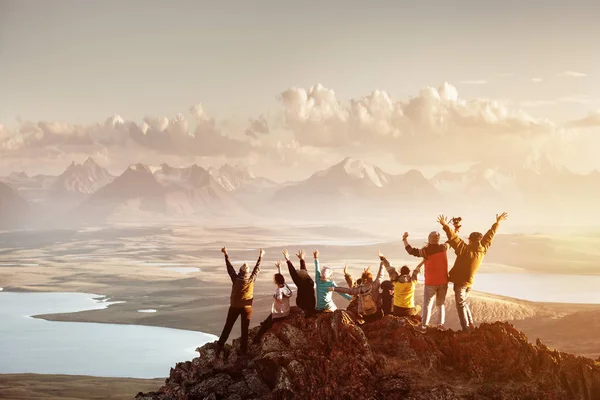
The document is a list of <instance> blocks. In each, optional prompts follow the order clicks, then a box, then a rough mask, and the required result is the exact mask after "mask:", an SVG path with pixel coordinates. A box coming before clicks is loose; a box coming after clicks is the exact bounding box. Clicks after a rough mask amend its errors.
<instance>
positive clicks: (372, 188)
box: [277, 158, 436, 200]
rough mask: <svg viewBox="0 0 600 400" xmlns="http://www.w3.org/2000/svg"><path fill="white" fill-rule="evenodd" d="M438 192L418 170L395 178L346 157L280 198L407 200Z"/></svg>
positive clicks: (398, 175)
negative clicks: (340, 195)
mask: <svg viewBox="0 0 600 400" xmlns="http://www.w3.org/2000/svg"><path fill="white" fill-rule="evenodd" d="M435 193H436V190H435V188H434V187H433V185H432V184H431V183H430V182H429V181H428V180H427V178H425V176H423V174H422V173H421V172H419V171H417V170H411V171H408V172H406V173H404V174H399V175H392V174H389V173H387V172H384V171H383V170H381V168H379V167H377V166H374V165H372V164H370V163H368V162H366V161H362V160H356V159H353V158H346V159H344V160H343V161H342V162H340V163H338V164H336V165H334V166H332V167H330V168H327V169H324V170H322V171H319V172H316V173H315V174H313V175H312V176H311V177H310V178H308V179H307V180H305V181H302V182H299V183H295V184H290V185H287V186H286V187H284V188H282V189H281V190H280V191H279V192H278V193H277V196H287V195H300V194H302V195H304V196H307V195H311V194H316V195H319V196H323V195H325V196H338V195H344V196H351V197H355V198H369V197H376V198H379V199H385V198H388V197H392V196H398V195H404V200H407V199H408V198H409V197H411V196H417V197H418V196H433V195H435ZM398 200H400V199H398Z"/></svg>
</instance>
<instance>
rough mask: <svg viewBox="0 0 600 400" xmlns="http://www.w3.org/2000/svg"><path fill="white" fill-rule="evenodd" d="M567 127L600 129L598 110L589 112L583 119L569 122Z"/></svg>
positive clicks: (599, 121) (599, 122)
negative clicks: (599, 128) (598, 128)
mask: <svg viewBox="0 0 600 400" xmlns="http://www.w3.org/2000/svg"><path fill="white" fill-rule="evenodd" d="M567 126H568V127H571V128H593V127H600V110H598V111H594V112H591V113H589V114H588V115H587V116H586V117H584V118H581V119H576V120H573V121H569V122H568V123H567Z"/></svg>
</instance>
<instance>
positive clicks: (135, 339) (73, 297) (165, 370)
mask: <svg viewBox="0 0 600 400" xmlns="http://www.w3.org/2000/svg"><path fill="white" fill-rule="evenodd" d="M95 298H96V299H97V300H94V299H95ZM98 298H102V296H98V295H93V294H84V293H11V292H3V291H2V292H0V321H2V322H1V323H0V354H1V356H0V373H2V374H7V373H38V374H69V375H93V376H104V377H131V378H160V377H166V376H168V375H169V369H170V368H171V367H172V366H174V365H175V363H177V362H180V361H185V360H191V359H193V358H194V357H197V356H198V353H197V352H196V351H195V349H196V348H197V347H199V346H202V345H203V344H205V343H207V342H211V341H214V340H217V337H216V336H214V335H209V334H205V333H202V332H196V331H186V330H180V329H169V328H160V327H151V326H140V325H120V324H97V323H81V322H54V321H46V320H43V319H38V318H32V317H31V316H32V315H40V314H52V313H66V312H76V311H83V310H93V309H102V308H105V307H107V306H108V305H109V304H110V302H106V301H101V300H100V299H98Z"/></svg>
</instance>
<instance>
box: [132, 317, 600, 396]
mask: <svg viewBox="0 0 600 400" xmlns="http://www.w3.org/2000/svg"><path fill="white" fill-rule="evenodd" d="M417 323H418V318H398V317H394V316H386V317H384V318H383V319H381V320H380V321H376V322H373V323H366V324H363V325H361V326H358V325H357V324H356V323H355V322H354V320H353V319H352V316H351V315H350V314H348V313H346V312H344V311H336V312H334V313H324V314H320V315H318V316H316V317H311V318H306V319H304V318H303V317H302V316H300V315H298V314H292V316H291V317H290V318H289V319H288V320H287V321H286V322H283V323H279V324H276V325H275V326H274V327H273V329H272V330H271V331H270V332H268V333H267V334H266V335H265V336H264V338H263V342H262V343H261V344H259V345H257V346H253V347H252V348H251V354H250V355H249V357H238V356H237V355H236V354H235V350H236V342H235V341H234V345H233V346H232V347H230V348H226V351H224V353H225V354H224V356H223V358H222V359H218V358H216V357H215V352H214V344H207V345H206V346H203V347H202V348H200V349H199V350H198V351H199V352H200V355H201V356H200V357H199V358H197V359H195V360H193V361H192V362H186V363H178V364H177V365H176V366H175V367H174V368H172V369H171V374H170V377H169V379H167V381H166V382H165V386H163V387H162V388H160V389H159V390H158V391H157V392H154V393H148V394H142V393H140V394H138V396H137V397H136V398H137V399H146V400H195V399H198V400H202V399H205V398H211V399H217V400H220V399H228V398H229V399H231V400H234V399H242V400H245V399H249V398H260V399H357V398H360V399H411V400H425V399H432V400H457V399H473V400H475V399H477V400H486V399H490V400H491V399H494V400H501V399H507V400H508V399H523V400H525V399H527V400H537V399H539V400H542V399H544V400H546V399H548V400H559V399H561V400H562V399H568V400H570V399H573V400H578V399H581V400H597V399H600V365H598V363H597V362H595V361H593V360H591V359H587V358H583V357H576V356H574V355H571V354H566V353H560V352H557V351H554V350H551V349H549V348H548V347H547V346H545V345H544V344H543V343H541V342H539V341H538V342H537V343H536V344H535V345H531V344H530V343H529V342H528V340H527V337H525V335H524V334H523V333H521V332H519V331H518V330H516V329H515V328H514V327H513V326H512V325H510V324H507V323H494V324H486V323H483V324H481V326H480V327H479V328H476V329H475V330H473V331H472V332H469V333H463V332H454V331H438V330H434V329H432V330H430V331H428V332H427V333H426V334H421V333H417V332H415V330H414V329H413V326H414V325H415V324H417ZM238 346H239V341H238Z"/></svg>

---

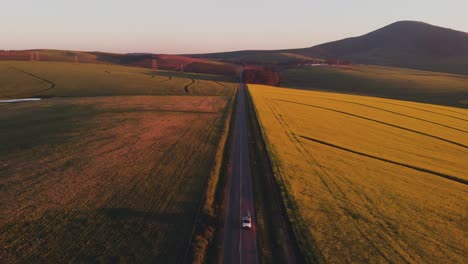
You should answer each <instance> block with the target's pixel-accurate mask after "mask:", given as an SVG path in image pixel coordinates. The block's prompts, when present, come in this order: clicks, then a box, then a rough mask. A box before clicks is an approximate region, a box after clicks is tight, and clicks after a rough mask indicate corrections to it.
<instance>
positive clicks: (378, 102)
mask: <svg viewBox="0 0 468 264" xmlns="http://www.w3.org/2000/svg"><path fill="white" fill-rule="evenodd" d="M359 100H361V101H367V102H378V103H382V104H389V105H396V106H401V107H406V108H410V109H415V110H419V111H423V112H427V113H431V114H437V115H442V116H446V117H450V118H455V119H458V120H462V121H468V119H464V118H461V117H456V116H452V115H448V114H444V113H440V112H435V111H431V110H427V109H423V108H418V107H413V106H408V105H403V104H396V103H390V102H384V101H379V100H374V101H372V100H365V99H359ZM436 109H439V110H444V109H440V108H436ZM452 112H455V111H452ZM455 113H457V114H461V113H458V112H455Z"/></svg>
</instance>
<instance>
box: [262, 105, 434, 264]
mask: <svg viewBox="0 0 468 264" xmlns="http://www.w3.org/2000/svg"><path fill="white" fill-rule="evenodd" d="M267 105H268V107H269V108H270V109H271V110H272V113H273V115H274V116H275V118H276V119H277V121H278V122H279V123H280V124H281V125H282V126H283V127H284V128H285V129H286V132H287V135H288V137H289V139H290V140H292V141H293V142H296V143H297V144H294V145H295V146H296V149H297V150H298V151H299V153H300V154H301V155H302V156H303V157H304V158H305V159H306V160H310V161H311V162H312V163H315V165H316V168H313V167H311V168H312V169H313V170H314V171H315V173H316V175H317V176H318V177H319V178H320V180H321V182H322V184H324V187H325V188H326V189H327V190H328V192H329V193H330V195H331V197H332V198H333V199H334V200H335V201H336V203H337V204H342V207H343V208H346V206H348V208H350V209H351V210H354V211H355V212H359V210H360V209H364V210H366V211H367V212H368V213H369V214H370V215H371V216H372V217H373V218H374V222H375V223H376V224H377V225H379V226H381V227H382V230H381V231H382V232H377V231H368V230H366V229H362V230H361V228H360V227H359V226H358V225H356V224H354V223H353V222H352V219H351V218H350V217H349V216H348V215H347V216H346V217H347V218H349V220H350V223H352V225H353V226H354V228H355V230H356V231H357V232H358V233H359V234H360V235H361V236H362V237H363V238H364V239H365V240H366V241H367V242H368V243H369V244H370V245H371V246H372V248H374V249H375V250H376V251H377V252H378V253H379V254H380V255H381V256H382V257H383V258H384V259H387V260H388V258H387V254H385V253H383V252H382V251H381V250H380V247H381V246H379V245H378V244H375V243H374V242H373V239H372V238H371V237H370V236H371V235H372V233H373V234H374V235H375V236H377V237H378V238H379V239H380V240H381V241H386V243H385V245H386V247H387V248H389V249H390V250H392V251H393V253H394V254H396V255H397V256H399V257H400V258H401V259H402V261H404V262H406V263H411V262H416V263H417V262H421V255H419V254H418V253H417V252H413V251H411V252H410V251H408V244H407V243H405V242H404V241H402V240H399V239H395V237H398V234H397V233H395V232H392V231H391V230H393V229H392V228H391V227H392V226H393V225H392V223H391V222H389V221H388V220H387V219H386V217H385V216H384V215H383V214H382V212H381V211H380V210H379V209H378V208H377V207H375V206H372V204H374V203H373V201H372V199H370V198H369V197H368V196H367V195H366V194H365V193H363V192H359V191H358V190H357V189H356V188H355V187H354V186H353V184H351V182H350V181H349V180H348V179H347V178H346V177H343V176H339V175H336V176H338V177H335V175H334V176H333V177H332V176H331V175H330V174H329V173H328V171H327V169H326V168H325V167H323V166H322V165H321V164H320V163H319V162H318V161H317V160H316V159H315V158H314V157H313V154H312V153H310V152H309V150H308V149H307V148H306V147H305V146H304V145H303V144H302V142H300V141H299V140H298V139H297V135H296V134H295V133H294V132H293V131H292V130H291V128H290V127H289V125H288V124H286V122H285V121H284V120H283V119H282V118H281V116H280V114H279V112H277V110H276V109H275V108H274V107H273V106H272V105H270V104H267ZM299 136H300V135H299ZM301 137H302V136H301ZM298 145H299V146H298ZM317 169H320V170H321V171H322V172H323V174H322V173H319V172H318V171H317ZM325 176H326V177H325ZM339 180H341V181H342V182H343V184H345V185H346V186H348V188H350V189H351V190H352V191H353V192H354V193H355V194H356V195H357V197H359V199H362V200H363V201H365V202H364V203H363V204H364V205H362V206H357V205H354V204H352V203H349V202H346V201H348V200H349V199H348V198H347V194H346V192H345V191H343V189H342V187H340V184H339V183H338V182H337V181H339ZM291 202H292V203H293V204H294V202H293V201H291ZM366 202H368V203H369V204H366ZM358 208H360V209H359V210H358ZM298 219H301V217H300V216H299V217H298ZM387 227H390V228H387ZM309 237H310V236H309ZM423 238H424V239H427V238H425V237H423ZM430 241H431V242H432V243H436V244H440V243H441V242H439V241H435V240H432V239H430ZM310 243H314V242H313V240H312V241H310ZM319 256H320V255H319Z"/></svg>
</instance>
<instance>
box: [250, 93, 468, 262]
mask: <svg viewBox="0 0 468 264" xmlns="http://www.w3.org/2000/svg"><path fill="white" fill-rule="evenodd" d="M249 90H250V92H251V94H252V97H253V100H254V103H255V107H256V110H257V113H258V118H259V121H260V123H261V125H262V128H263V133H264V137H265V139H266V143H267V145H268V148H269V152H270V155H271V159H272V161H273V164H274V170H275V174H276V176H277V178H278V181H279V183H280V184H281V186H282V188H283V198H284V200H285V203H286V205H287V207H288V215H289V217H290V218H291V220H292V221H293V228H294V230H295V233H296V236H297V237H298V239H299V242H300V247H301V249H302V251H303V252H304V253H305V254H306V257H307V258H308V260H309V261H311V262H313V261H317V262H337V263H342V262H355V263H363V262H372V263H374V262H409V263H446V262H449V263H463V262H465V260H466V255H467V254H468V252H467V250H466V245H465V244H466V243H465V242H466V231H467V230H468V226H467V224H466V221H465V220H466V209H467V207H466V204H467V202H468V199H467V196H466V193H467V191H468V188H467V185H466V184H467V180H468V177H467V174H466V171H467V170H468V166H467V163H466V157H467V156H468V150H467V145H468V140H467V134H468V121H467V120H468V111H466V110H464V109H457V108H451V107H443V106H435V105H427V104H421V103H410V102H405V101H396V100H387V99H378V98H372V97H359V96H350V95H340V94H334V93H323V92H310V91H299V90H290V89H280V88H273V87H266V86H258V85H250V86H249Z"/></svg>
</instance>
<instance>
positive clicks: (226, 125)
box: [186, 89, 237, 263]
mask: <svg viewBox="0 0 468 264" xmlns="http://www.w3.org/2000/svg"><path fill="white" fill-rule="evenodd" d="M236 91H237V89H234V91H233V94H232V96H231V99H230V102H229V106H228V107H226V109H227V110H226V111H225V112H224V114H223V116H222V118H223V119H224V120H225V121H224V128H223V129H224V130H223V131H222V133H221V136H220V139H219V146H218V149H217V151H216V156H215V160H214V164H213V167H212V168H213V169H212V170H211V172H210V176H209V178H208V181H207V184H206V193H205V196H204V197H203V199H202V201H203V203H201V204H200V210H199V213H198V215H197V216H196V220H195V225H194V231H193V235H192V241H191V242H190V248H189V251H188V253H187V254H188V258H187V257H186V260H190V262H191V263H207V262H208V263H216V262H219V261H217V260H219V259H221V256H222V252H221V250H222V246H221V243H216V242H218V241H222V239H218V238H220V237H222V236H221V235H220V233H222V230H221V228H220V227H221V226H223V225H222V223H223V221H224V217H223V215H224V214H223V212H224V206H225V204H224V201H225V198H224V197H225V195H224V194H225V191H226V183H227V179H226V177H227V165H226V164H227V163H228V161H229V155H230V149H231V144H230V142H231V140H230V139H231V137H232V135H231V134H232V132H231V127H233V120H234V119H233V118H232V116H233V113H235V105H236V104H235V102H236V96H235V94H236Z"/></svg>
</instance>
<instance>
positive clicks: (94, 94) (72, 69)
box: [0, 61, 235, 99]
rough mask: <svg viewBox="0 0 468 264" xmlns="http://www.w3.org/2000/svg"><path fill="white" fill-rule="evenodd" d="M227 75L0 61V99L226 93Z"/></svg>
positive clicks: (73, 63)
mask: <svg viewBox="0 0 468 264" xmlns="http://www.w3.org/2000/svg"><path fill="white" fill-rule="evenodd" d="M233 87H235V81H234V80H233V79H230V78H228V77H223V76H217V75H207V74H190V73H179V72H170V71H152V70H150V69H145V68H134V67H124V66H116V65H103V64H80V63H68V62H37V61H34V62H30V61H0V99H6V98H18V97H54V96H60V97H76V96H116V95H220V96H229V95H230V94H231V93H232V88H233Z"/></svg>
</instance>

» The problem:
Recast the part of the rows that opens with the line containing "The document is" and closes with the line containing "box: [277, 158, 436, 200]" as a numbered list, including both of those lines and leaving out any blank lines.

» Answer to this problem:
1. The document is a list of <instance> blocks. In each, optional prompts follow the order clicks, then a box, then a rough mask, and the required result is the exact mask after "mask:", an SVG path with pixel coordinates. A box coming before clicks is loose; a box coming after clicks is the exact bounding box. Clicks after a rough mask amend its errors.
2. <instance>
3. positive clicks: (372, 188)
4. box: [277, 158, 436, 200]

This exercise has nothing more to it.